Rows from a dataset
▬▬▬▬▬▬
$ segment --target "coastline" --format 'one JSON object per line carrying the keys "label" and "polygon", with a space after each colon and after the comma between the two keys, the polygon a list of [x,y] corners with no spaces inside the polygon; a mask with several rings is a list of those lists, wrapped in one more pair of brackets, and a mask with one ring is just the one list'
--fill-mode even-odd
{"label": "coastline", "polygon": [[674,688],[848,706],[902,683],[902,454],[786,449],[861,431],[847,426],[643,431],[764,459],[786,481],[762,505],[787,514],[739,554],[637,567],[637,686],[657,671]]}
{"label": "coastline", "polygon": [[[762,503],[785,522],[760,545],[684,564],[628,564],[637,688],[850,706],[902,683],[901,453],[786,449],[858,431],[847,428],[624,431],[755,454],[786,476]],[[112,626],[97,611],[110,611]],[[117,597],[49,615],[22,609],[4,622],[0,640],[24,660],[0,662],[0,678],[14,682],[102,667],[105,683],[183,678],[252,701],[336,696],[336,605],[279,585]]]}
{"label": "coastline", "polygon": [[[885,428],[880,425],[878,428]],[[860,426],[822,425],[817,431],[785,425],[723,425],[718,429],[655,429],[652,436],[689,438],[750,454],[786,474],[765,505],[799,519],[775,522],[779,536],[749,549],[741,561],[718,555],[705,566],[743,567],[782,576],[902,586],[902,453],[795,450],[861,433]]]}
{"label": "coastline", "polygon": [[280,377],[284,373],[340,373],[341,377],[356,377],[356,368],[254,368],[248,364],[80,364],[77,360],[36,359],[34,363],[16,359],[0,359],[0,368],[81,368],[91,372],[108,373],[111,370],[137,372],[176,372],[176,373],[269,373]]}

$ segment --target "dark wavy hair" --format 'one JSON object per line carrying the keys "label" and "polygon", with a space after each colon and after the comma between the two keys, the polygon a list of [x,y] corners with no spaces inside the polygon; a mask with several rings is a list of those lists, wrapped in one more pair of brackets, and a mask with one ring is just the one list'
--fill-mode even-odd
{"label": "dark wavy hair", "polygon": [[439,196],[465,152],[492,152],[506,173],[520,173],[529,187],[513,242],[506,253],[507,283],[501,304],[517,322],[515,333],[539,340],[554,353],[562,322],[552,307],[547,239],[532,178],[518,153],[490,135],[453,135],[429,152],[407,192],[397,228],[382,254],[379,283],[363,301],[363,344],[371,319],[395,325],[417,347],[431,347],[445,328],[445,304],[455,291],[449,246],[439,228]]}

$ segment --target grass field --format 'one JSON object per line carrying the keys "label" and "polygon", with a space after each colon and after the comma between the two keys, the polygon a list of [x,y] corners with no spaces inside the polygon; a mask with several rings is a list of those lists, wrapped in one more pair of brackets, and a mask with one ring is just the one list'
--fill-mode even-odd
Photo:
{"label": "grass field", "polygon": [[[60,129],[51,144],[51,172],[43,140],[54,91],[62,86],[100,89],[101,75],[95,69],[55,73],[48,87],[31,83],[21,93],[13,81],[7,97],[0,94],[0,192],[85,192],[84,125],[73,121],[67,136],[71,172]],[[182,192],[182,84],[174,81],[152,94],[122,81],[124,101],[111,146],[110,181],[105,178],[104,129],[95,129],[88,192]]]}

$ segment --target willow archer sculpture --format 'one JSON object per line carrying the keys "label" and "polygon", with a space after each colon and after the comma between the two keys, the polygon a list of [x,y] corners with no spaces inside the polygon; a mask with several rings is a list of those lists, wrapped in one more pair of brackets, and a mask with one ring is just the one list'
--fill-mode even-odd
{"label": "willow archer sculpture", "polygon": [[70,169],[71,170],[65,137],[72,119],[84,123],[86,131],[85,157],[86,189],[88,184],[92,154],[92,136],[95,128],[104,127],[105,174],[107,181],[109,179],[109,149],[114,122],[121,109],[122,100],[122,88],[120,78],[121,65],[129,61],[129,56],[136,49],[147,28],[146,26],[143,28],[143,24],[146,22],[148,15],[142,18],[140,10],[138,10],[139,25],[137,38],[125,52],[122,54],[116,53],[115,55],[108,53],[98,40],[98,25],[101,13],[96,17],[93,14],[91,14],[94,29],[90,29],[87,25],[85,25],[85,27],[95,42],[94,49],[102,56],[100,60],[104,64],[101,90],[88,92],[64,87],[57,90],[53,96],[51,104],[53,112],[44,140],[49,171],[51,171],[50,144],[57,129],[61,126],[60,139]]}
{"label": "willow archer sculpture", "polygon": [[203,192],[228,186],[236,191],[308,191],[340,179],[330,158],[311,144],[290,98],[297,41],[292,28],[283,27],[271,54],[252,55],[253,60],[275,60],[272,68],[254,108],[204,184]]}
▬▬▬▬▬▬
* _DO THIS_:
From the line containing "segment --target willow" down to the final line of the data, write out every line exactly; both the first and last of these belong in your answer, and nothing else does.

* _SOLUTION TO THE EXERCISE_:
$ segment --target willow archer sculpture --format 'one JSON object per line carrying the keys "label" and "polygon", with a space after each colon and after the comma between the two keys, the polygon a list of [x,y] corners with no spaces inside the polygon; a mask with several rings is a list of those lists, wrapped in one more pair of brackets, and a mask with one ring is just the one list'
--fill-mode even-odd
{"label": "willow archer sculpture", "polygon": [[70,169],[71,170],[65,137],[72,119],[84,123],[86,131],[85,157],[86,189],[88,184],[92,154],[92,136],[95,128],[104,127],[105,174],[107,181],[109,179],[109,149],[114,122],[121,109],[122,100],[122,88],[120,78],[121,65],[129,61],[129,56],[136,49],[147,28],[146,26],[143,28],[143,24],[146,22],[148,15],[142,18],[140,10],[138,10],[139,25],[137,38],[125,52],[122,54],[116,53],[115,55],[108,53],[98,40],[98,25],[101,13],[96,17],[93,14],[91,14],[94,29],[90,29],[87,25],[85,25],[85,27],[95,42],[94,49],[102,56],[100,60],[104,64],[101,90],[88,92],[64,87],[57,90],[53,96],[51,104],[53,112],[44,140],[49,171],[51,171],[50,144],[57,129],[61,126],[60,139]]}
{"label": "willow archer sculpture", "polygon": [[203,192],[228,186],[236,191],[308,191],[340,179],[330,158],[311,144],[290,98],[297,41],[292,28],[283,27],[271,54],[252,55],[253,60],[275,60],[272,68],[254,108],[204,184]]}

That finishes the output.